- _AIM OF THE TASK_
Arrange the rows below as a numbered list, leaving out any blank lines.
--- START DATASET ---
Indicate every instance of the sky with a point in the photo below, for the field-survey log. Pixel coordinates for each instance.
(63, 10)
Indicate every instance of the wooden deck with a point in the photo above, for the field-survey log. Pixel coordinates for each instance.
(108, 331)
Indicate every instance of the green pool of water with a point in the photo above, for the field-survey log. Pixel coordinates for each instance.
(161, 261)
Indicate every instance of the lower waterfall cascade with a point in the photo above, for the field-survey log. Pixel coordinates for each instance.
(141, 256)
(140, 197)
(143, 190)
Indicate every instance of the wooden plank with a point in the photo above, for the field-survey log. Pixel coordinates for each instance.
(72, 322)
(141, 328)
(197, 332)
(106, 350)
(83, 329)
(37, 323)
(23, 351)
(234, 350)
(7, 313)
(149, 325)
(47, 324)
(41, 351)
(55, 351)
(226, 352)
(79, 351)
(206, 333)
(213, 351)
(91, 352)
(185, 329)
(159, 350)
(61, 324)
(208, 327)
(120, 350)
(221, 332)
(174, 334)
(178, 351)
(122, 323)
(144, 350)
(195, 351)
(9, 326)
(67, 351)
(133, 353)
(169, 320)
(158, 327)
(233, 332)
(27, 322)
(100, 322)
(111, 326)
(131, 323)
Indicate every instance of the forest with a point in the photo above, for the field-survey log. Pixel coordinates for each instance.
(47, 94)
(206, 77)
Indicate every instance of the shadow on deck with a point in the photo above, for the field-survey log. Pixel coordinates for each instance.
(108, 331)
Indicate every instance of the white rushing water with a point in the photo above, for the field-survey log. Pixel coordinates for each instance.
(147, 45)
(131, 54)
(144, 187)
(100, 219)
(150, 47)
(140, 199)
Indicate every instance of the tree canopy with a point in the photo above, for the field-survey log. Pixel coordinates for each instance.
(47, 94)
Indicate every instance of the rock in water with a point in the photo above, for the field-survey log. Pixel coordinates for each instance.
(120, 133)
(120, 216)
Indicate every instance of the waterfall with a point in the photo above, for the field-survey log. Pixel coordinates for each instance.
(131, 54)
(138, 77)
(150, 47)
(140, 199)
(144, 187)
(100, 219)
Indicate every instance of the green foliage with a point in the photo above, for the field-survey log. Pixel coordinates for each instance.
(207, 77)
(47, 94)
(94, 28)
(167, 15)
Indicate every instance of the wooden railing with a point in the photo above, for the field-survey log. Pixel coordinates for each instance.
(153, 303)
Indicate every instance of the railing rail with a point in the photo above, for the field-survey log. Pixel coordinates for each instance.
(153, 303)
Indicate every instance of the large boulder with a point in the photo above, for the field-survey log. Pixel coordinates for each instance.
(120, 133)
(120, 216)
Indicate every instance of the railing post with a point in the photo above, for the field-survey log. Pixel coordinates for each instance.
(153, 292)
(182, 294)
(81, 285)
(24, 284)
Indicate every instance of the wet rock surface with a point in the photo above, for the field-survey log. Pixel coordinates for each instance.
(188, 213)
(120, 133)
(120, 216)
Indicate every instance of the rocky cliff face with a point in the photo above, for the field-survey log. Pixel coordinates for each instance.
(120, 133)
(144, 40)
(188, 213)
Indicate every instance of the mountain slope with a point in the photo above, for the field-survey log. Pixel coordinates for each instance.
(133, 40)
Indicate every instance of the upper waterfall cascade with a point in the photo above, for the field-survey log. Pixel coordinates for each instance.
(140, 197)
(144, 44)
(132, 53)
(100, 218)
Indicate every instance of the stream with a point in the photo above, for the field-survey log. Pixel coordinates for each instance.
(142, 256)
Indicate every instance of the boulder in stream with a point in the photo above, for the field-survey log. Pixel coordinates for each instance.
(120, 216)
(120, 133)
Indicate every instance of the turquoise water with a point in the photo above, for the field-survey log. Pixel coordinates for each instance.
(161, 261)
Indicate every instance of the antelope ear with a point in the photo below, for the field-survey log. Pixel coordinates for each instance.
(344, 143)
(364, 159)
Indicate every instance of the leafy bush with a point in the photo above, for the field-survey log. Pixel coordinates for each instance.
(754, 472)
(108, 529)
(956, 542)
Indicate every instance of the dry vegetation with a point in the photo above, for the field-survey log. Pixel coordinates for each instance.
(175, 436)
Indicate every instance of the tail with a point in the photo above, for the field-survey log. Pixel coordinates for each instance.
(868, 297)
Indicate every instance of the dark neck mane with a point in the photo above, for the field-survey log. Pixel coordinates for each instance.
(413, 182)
--- END DATASET ---
- _EXPECTED ANSWER_
1. Indicate every instance of the sky with a point in the photo below, for the field-survey log. Pixel coordinates for each instance.
2. (63, 10)
3. Indicate every instance of the wooden deck with a point in the photo above, for the field-survey log. Pixel coordinates for each instance.
4. (108, 331)
5. Indicate every instance of the green pool of water with a point in the photo above, for the field-survey log. Pixel coordinates for each instance.
6. (161, 261)
7. Indicate every instance of the lower waterfall cascade with a point in the photo above, for the field-survey log. Pixel coordinates for each instance.
8. (141, 256)
9. (140, 197)
10. (143, 190)
11. Indicate every instance of the wooden plank with a point in the photo above, for the field-survey log. Pixel coordinates for each instance.
12. (72, 322)
13. (141, 328)
14. (197, 332)
15. (106, 350)
16. (83, 329)
17. (37, 323)
18. (23, 351)
19. (234, 350)
20. (7, 313)
21. (149, 325)
22. (47, 324)
23. (41, 351)
24. (55, 351)
25. (226, 352)
26. (79, 351)
27. (206, 333)
28. (213, 351)
29. (91, 352)
30. (185, 329)
31. (159, 350)
32. (61, 324)
33. (208, 327)
34. (120, 350)
35. (221, 332)
36. (174, 334)
37. (178, 351)
38. (122, 323)
39. (144, 350)
40. (195, 351)
41. (9, 326)
42. (67, 351)
43. (133, 353)
44. (169, 320)
45. (158, 327)
46. (233, 332)
47. (27, 322)
48. (100, 322)
49. (111, 326)
50. (131, 323)
51. Indicate every instance of the forest with a point in the photo above, for the field-survey log. Pixel coordinates for each instance.
52. (47, 94)
53. (206, 77)
54. Indicate every instance of the shadow on deck with a point in the photo above, for the field-survey log. Pixel coordinates for each instance.
55. (108, 331)
56. Indicate every instance of the white rushing water with a point in the photo above, for the field-survey log. Pixel coordinates for each instance.
57. (147, 45)
58. (131, 54)
59. (144, 187)
60. (100, 219)
61. (150, 47)
62. (140, 199)
63. Indicate every instance of the tree canopy with a point in the photo above, for the field-survey log. Pixel coordinates for each instance.
64. (47, 94)
65. Indicate every instance of the rock in water with a point in the photo above, for the field-survey log. Pixel coordinates for each instance.
66. (120, 133)
67. (120, 216)
68. Indicate every instance of the waterfall with a point in the photo above, for the field-survey log. Pixel coordinates for each instance.
69. (131, 54)
70. (138, 77)
71. (150, 47)
72. (140, 199)
73. (144, 187)
74. (100, 219)
75. Indicate every instance of the green foliage with a point in the photo above, for the field-survey log. Pixel coordinates for each instance.
76. (207, 77)
77. (47, 94)
78. (94, 28)
79. (167, 15)
80. Indicate every instance of the wooden railing with a point in the photo above, for the field-survey log. Pixel coordinates for each instance.
81. (153, 303)
82. Indicate every instance of the railing rail with a point in the photo above, for the field-survey log. Pixel coordinates for each instance.
83. (153, 303)
84. Indicate every instance of the large boulder with a point in the photo above, for the field-survey log. Pixel coordinates for each instance.
85. (120, 133)
86. (120, 216)
87. Indicate every instance of the railing post with a point in the photo above, for the field-survey log. Pixel coordinates for each instance.
88. (153, 292)
89. (182, 294)
90. (81, 285)
91. (24, 284)
92. Indicate every instance of the wet rock surface with a point in the photo above, for the field-survey log. Pixel coordinates for each instance.
93. (188, 213)
94. (120, 133)
95. (120, 216)
96. Indicate every instance of the rocky cliff face with a point in the photo above, for the field-survey log. Pixel coordinates for each instance.
97. (120, 133)
98. (144, 40)
99. (188, 213)
100. Indicate every instance of the mountain slope with a point in the photo above, for the field-survey log. Pixel coordinates for each instance.
101. (133, 40)
102. Indicate every instance of the upper waterfall cascade with a point in the photo above, for the field-survey log. Pixel coordinates for each instance.
103. (140, 197)
104. (144, 44)
105. (132, 53)
106. (100, 218)
107. Indicate every instance of the stream with a point in the photo above, for the field-survey log. Pixel coordinates for each instance.
108. (142, 256)
109. Indicate every instance of the boulder in stream with a point in the photo above, for the field-survey log. Pixel coordinates for each instance.
110. (120, 216)
111. (120, 133)
112. Indicate every instance of the turquoise water with a point in the photo above, for the field-survey log. Pixel coordinates for each instance.
113. (161, 261)
114. Indicate every instance of the antelope ear with a point in the photo below, for the field-survey log. Pixel coordinates for each instance.
115. (344, 143)
116. (364, 159)
117. Indicate every instance of the leafy bush with a point in the photo above, for the field-survey log. Pixel coordinates for each instance.
118. (754, 472)
119. (108, 529)
120. (956, 542)
121. Indicate every instance of the dry vegetation with a point in the photo above, for the field-survey log. Pixel coordinates for each instance.
122. (175, 436)
123. Indicate every instance of the tail with a point in the photo above, for the field-survey log. Pixel coordinates for each instance.
124. (868, 297)
125. Indicate every instance of the dark neck mane with a point in the photo above, for the field-survey log. Pixel coordinates for each instance.
126. (413, 182)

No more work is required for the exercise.